++++ Extract

# London to Hastings



## anothersam (15 Jul 2014)

I'm hoping to rustle up a ride from London to Hastings. Though I'm mostly posting about it over at LFGSS, if anybody here is interested, the more the merrier. I haven't the expertise in event planning that some illustrious CCers can boast, but l've traveled the route often enough to be comfortable bringing company, so hopefully there won't be too many casualties. Except perhaps on the hills.





_We won't be doing this one._

Briefly, I'm aiming for a weekend in August, and at the moment am just looking for a show of hands for interested parties.

Here's a detailed map of the route:


----------



## martint235 (15 Jul 2014)

Depending on the weekend I'm interested.


----------



## wanda2010 (15 Jul 2014)

Will it include beer, Guinness, chips, burgers, ice-cream................. and a tow-rope?


----------



## StuAff (15 Jul 2014)

Interested.


----------



## Dogtrousers (15 Jul 2014)

Could be. Provided that you wouldn't mind me intercepting the ride somewhere (around the Biggin Hill area or the N Downs ridge or something like that) rather than going all the way into town, and then riding back through the grottiness. Diary permitting, of course.


----------



## anothersam (15 Jul 2014)

Grand. I will return later in the day to give this thread the attention it requires. First I have to source tow-ropes and possibly crampons.

I'll also make an attempt to categorise the hills.


----------



## wanda2010 (15 Jul 2014)

Secret and honest hills. Only.


----------



## martint235 (15 Jul 2014)

wanda2010 said:


> Secret and honest hills. Only.


Not a huge fan of secret hills personally. Honest hills only please.


----------



## anothersam (15 Jul 2014)

I'm planning a recce of the entire route on *August 3rd*, a Sunday. Anybody is welcome to come along. We could even call it a 'ride'. Raincheck day will be the 9th or 10th, to be determined.

The date for the Official L2H is Saturday *August 30th*; the 31st or September 6/7th if it rains, tbd.

I'll be along with the route and other trifling details later.


Dogtrousers said:


> Could be. Provided that you wouldn't mind me intercepting the ride somewhere (around the Biggin Hill area or the N Downs ridge or something like that) rather than going all the way into town, and then riding back through the grottiness. Diary permitting, of course.


A Biggin Hillish capture should be doable if one of us brings a net.


wanda2010 said:


> Secret and honest hills. Only.





martint235 said:


> Not a huge fan of secret hills personally. Honest hills only please.


I think they're all honest, though some will extract more of a toll than others. Here's an overview I made earlier of most of the *special* ones [scroll to 'twinned hills' if that link doesn't take you there directly]. Note that isn't the route I'm planning for the last bit.

++++++++
++++ Provided data

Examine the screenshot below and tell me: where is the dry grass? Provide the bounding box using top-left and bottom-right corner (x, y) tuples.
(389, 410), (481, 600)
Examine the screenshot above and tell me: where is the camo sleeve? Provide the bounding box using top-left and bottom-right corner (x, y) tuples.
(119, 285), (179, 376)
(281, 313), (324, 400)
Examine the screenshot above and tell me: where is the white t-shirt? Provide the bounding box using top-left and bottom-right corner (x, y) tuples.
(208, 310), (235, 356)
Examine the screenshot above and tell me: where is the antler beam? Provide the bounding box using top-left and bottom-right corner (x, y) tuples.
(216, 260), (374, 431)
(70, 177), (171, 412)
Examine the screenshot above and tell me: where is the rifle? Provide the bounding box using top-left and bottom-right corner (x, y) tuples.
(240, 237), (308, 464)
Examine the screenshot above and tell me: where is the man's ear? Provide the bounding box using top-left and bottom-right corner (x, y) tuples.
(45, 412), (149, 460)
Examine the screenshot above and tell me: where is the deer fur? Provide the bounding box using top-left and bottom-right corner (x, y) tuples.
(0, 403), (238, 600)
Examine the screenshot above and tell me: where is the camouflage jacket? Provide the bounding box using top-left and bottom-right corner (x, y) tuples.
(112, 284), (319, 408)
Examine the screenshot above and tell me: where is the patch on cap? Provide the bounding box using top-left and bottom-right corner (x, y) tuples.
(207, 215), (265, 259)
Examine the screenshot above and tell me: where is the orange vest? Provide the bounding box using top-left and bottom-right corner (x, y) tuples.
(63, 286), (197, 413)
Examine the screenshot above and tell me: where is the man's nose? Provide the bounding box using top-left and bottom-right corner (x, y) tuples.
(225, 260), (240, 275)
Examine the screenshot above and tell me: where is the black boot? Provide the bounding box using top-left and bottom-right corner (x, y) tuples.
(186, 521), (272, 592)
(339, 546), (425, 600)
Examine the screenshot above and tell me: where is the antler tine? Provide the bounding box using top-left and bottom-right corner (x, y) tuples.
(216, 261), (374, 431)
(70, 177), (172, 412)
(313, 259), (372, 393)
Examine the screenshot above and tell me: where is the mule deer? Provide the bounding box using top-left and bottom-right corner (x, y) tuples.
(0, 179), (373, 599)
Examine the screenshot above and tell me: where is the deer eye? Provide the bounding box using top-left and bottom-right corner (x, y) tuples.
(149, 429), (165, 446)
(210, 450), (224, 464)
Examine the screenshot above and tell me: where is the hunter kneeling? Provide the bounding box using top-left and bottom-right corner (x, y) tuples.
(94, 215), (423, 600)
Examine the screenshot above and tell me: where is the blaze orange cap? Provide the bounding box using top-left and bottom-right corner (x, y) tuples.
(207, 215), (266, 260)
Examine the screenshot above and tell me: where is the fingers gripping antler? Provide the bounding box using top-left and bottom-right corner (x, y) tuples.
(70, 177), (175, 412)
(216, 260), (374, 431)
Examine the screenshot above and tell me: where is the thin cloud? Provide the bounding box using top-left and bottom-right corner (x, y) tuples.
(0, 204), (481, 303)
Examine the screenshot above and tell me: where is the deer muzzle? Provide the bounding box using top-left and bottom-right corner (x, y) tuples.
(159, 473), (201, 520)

++++++++

The tasks:
• A. List the usernames of everyone who posts in the London to Hastings thread, each name once.
• B. Answer these questions from the London to Hastings thread, one answer per line, each marked to match its question:
(i) On which site does anothersam say the ride is mostly being posted?
(ii) On what date is the recce of the entire route planned?
(iii) On what date is the Official L2H set?
• C. Carry on the London to Hastings thread from its final post.

Expected responses:
• A. anothersam, martint235, wanda2010, StuAff, Dogtrousers

• B.
(i) LFGSS
(ii) Sunday, August 3rd
(iii) Saturday, August 30th

• C.
The worst, Hogtrough Hill, I can't even cycle up on my SS. Fortunately we're going down it. Hosey Hill follows soon after, and will get the blood pumping, but it's not what I'd call terrifying. Rogues Hill south of Penshurst Place near T. Wells is a nasty piece of work though. We won't be touring the ancestral home of the the Sidney family, whose Elizabethan forebear Sir Philip died in battle of gangrene and gallantly gave his water to another wounded soldier, saying "Thy necessity is yet greater than mine," think nothing of it, 'tis merely a scratch, cue the Black Knight. If you run out of water you can probably fill up at the pub in the village, and nobody else need suffer for it.






The highest climb is King's Hill Road, which is the main impediment between Burwash and the Brightling pyramid. It's about the same as Ditchling Beacon, but you get twice the distance to do it in. And there are lots of smaller hills in between; nothing to write home about, but cumulatively they will take their toll, so when we reach Hastings you'll have earned whatever debauchery you may have planned. Personally I'd like a nice game of air hockey, if the amusement arcades are open.


----------



## martint235 (15 Jul 2014)

I may be able to make the 3rd but I'm out for the 30th I'm afraid.


----------



## anothersam (15 Jul 2014)

Route


----------



## wanda2010 (16 Jul 2014)

30th now in the diary. Doing recce ride would be a step too far after Manchester/Morecambe ride the day before.


----------



## anothersam (16 Jul 2014)

Now that I've posted the route (and the L2H is actually in a diary*) I'm having one or two second thoughts, so if it's too ambitious there may be alterations; the jog around Westerham Hill, for example, which is there because I dislike that bit so much even though it's going down. And it has occurred to me that I don't have to be absolutely committed to starting from the middle of London, though I'm loathe to change that.

* two firsts, if you include the new branding


----------



## martint235 (16 Jul 2014)

It's your call. I go down Westerham fairly often on my own and it's ok. I once took a group of 5 down it and I was as nervous as hell. It's not overly pleasant and the potholes on the main right hand bend just add that extra frisson.


----------



## anothersam (16 Jul 2014)

Thanks for your input. I'd probably also be nervous taking others down that hill, but as you say, individuals might be fine with it.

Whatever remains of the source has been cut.